(PROBLEM TO WORK ON)
Answer these questions about the Unit 731 text below:
1. Why were victims vivisected at different stages of infection?
2. Who recalled viewing a batch of subjects that would undergo syphilis testing?
3. What was the specific emphasis when the children of these women were tested?

EXTRACT Start Marker

After victims were infected, they were vivisected at different stages of infection, so that internal and external organs could be observed as the disease progressed. Testimony from multiple guards blames the female victims as being hosts of the diseases, even as they were forcibly infected. Genitals of female prisoners that were infected with syphilis were called "jam filled buns" by guards.[30]

A Youth Corps member deployed to train at Unit 731 recalled viewing a batch of subjects that would undergo syphilis testing: "one was a Chinese woman holding an infant, one was a White Russian woman with a daughter of four or five years of age, and the last was a White Russian woman with a boy of about six or seven."[30]The children of these women were tested in ways similar to their parents, with specific emphasis on determining how longer infection periods affected the effectiveness of treatments. In short, some children grew up inside the walls of Unit 731, infected with syphilis.

EXTRACT End Marker
EXTRACTED DATA Start Marker

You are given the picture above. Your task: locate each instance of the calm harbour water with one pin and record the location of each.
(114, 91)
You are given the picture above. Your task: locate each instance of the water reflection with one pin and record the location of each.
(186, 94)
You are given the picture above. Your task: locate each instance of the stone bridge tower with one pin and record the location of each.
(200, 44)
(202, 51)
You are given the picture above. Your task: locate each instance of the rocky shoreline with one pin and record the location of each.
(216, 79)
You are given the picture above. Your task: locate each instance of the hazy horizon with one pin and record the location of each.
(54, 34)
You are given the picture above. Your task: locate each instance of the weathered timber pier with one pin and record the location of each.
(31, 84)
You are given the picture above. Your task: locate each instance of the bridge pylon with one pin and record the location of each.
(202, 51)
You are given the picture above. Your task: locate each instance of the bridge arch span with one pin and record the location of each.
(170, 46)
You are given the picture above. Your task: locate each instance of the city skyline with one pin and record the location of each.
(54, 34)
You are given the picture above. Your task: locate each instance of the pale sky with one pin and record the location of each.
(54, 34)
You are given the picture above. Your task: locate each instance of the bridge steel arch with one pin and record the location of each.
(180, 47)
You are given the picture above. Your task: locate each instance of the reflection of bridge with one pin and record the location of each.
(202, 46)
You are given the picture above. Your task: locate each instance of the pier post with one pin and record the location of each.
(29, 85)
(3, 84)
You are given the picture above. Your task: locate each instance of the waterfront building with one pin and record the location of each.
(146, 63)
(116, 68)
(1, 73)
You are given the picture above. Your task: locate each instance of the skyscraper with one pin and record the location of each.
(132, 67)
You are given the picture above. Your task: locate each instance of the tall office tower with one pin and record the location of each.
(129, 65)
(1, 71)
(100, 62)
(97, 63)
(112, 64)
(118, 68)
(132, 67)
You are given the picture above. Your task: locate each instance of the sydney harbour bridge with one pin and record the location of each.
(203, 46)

EXTRACTED DATA End Marker
EXTRACTED DATA Start Marker

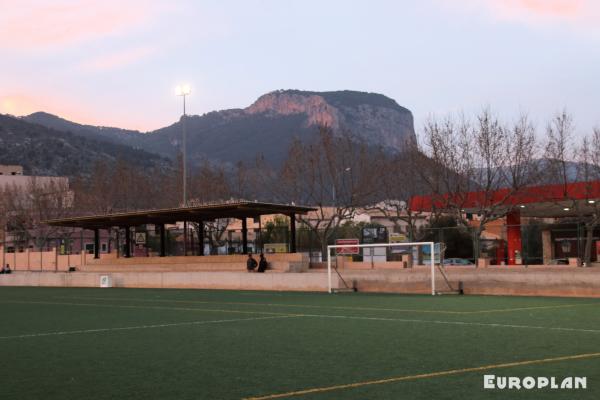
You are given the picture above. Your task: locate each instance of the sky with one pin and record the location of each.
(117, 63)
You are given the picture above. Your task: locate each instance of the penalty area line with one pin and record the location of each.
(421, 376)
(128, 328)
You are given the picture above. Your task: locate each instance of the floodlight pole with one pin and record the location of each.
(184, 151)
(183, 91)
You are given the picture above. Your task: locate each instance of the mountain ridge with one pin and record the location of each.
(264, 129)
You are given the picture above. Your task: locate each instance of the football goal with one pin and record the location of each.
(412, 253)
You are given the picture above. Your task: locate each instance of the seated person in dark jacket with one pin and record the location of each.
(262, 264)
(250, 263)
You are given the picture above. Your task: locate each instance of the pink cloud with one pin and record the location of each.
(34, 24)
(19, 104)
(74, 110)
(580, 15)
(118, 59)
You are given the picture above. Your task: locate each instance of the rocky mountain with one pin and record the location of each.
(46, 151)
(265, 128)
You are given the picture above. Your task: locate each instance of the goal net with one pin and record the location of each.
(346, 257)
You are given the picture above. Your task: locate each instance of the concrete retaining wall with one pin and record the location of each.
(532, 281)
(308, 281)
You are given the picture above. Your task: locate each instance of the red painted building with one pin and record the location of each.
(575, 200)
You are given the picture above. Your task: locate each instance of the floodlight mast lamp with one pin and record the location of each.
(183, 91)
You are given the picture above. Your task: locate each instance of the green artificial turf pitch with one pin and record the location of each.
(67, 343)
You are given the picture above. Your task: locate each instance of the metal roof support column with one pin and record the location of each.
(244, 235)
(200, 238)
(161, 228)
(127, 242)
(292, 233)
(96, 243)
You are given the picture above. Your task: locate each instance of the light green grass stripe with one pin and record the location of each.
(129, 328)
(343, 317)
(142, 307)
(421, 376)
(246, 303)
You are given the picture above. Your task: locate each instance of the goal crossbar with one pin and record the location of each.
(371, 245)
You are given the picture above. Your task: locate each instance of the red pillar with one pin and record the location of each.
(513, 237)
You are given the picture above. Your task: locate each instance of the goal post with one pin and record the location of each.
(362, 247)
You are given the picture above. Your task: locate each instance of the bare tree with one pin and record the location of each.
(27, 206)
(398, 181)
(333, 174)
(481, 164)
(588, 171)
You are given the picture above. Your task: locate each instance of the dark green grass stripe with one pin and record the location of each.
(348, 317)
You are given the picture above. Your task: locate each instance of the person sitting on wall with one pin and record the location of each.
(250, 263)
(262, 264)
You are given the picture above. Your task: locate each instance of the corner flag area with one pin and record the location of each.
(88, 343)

EXTRACTED DATA End Marker
EXTRACTED DATA Start Marker

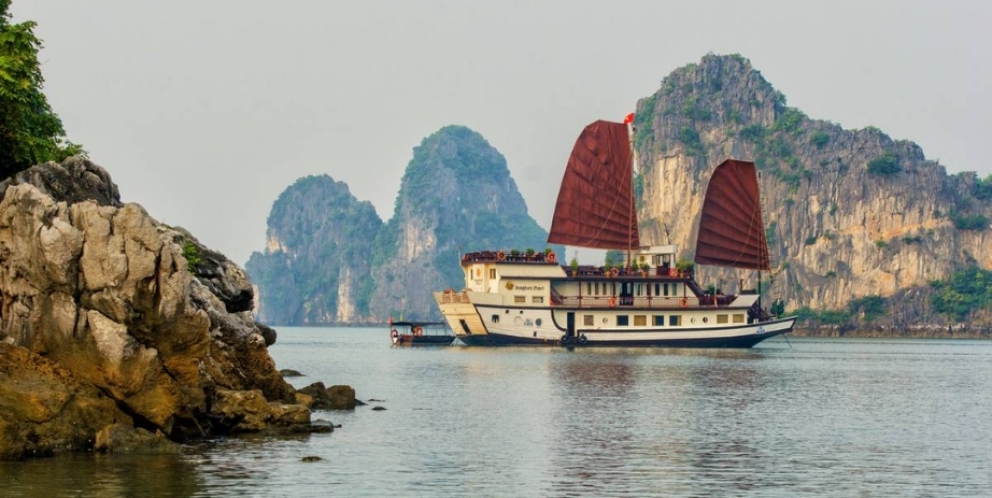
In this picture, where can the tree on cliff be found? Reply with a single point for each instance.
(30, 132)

EXTRACTED DATA End Marker

(EXERCISE OUTPUT)
1. So that internal and external organs could be observed as the disease progressed.
2. A Youth Corps member deployed to train at Unit 731.
3. Determining how longer infection periods affected the effectiveness of treatments.